▸ EXERCISE DESCRIPTION: Return, unchanged, the part of the items below that opens with the line containing "Task: pick out every instance of the aircraft tail" and runs through the end of the items, both ends included.

(Excerpts of location labeling items)
━━━━━━━━━━━━━━━━━━━━━━━━━━━━━━
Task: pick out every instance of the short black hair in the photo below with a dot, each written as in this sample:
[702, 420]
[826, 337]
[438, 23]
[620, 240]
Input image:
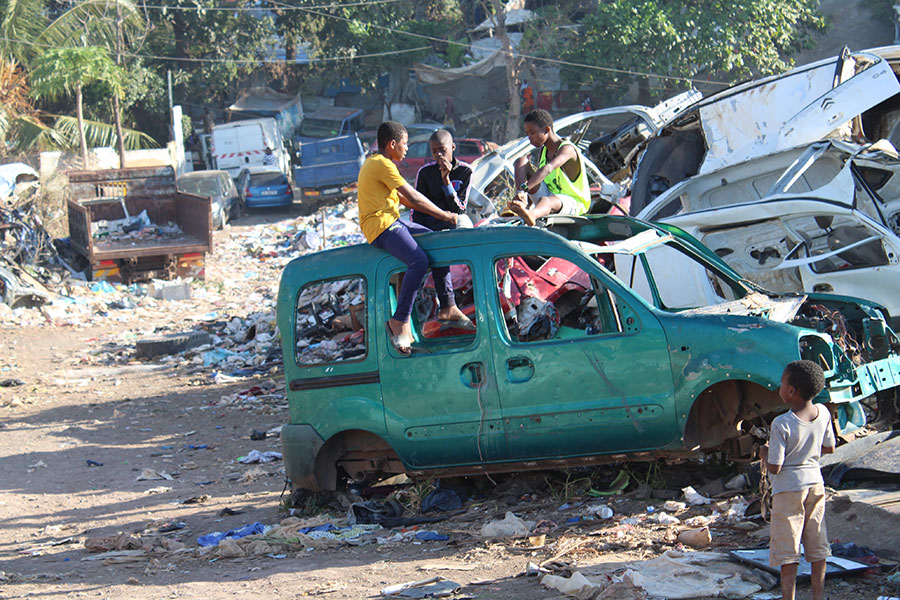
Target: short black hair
[539, 117]
[390, 130]
[807, 377]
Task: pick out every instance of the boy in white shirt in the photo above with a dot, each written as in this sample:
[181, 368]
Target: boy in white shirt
[796, 441]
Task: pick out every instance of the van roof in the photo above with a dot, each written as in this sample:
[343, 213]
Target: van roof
[335, 113]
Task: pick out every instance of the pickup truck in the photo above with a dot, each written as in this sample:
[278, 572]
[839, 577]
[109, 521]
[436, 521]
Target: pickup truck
[329, 169]
[133, 224]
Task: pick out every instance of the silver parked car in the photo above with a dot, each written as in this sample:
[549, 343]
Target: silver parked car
[219, 187]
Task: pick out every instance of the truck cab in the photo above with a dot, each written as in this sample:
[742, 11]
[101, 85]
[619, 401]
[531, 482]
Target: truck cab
[329, 122]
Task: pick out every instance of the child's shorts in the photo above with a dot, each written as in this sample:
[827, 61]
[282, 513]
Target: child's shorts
[798, 517]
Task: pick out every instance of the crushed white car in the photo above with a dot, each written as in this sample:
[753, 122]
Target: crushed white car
[608, 139]
[854, 96]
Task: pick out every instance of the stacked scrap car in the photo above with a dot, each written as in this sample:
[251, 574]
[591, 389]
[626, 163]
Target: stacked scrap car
[609, 140]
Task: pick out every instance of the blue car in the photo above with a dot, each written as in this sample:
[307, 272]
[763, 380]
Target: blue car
[261, 187]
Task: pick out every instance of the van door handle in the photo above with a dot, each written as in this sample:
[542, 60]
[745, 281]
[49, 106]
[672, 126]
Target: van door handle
[519, 369]
[472, 374]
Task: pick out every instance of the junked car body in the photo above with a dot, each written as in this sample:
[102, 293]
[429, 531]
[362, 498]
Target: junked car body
[804, 219]
[589, 347]
[607, 139]
[852, 96]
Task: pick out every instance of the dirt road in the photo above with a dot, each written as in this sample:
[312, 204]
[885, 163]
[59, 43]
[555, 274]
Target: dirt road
[90, 423]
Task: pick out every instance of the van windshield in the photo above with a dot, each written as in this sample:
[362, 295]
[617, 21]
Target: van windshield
[322, 128]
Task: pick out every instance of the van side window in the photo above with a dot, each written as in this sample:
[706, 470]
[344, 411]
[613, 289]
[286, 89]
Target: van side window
[550, 298]
[331, 322]
[428, 330]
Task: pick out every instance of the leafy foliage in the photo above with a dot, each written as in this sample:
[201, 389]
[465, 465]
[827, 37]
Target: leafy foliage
[63, 72]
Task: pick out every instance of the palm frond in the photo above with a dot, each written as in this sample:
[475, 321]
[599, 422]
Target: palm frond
[22, 21]
[59, 72]
[100, 134]
[91, 23]
[34, 134]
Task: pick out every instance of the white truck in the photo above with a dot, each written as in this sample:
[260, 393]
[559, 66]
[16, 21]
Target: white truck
[242, 144]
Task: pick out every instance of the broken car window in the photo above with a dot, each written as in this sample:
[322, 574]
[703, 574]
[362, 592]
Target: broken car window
[428, 330]
[550, 298]
[331, 321]
[679, 280]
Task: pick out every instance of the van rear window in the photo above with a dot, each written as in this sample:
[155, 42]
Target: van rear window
[331, 322]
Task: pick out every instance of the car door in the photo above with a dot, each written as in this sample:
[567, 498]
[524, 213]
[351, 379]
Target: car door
[582, 366]
[440, 403]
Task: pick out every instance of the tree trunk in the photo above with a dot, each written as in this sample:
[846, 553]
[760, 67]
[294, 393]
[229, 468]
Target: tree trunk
[512, 78]
[79, 112]
[117, 111]
[120, 139]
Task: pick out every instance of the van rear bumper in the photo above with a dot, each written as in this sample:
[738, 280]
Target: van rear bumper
[300, 444]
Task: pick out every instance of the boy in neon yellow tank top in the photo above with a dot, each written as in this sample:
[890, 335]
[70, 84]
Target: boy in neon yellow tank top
[560, 168]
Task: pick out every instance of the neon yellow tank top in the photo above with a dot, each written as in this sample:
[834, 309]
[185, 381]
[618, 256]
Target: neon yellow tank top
[559, 183]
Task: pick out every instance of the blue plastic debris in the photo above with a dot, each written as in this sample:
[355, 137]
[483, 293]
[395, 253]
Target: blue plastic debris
[213, 539]
[431, 536]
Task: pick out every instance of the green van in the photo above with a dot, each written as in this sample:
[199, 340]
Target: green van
[597, 338]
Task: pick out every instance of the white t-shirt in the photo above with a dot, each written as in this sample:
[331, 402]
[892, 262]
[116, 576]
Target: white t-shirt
[796, 445]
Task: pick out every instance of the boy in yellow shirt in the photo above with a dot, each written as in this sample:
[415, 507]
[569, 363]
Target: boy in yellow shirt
[381, 191]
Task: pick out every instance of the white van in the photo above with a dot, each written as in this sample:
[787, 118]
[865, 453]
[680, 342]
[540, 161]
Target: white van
[242, 144]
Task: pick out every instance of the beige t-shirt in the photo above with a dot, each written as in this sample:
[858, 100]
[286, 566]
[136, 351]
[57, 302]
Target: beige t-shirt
[796, 445]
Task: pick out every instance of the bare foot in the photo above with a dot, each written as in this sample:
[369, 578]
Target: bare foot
[518, 207]
[451, 314]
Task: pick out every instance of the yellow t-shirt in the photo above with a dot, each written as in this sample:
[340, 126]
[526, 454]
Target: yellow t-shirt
[379, 203]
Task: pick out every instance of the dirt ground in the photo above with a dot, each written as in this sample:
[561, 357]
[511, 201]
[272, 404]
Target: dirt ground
[85, 398]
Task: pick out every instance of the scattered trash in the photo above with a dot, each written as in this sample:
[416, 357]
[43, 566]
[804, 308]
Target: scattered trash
[509, 526]
[577, 585]
[600, 510]
[151, 475]
[664, 518]
[255, 456]
[675, 575]
[171, 526]
[122, 541]
[694, 497]
[738, 482]
[617, 486]
[213, 539]
[436, 587]
[195, 499]
[442, 499]
[431, 536]
[695, 538]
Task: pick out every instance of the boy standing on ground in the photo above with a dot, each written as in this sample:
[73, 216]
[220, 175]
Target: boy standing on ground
[381, 190]
[445, 181]
[560, 167]
[796, 441]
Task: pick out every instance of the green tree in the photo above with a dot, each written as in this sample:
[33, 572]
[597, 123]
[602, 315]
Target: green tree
[63, 72]
[731, 39]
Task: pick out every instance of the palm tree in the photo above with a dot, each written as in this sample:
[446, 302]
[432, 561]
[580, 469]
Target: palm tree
[25, 31]
[61, 72]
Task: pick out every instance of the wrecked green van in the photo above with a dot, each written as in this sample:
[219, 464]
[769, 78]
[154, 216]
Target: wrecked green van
[597, 338]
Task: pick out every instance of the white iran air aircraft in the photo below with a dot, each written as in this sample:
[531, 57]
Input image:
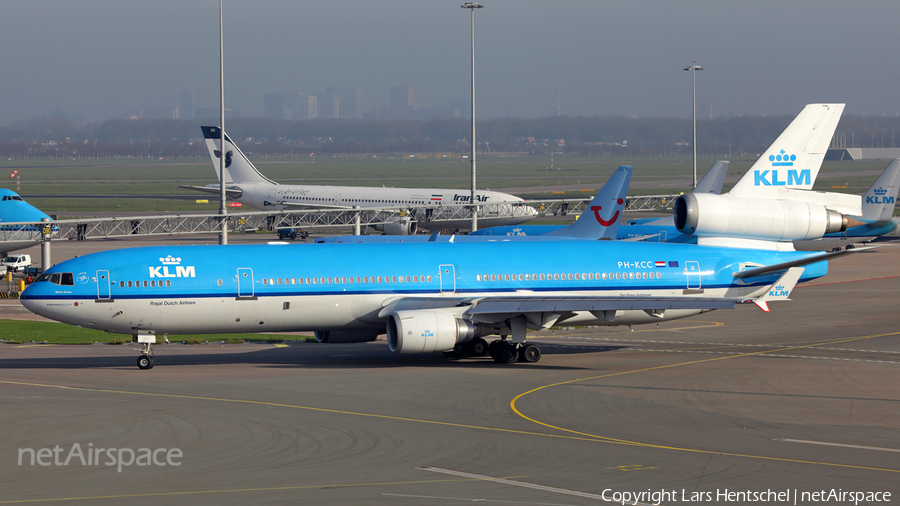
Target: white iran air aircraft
[427, 297]
[14, 213]
[248, 186]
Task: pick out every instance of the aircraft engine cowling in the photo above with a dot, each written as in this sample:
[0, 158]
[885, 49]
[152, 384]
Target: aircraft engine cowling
[402, 226]
[346, 336]
[765, 219]
[426, 331]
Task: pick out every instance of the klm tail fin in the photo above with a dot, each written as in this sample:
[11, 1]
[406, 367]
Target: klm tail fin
[601, 218]
[713, 180]
[794, 159]
[879, 201]
[238, 168]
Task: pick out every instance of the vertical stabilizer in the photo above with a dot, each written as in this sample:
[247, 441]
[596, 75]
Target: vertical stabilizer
[879, 201]
[238, 168]
[794, 159]
[601, 218]
[713, 180]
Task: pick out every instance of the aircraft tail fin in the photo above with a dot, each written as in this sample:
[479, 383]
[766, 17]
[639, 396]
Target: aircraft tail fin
[238, 168]
[713, 180]
[794, 159]
[601, 218]
[879, 201]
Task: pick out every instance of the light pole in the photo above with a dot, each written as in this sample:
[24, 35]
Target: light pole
[693, 68]
[472, 6]
[223, 232]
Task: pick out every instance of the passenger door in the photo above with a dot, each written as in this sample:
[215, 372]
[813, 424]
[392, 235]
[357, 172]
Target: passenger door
[103, 285]
[447, 273]
[245, 282]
━━━━━━━━━━━━━━━━━━━━━━━━━━━━━━
▸ TASK RESULT:
Task: pick out every instance of the aircraft tail fin in the photo above with a dot, each written as in this sample:
[479, 383]
[766, 17]
[639, 396]
Target: aircraft tail fin
[238, 168]
[713, 180]
[794, 159]
[601, 218]
[879, 201]
Task: pick out every instance of the light pole in the photo above with a dot, each written as in this sample:
[24, 35]
Target: light pole
[693, 68]
[472, 6]
[223, 232]
Task: pick out every instance of the passenger door in the photo above with a dot, each written as in this sample:
[215, 372]
[813, 424]
[392, 235]
[357, 172]
Target: passenger door
[103, 285]
[447, 273]
[245, 282]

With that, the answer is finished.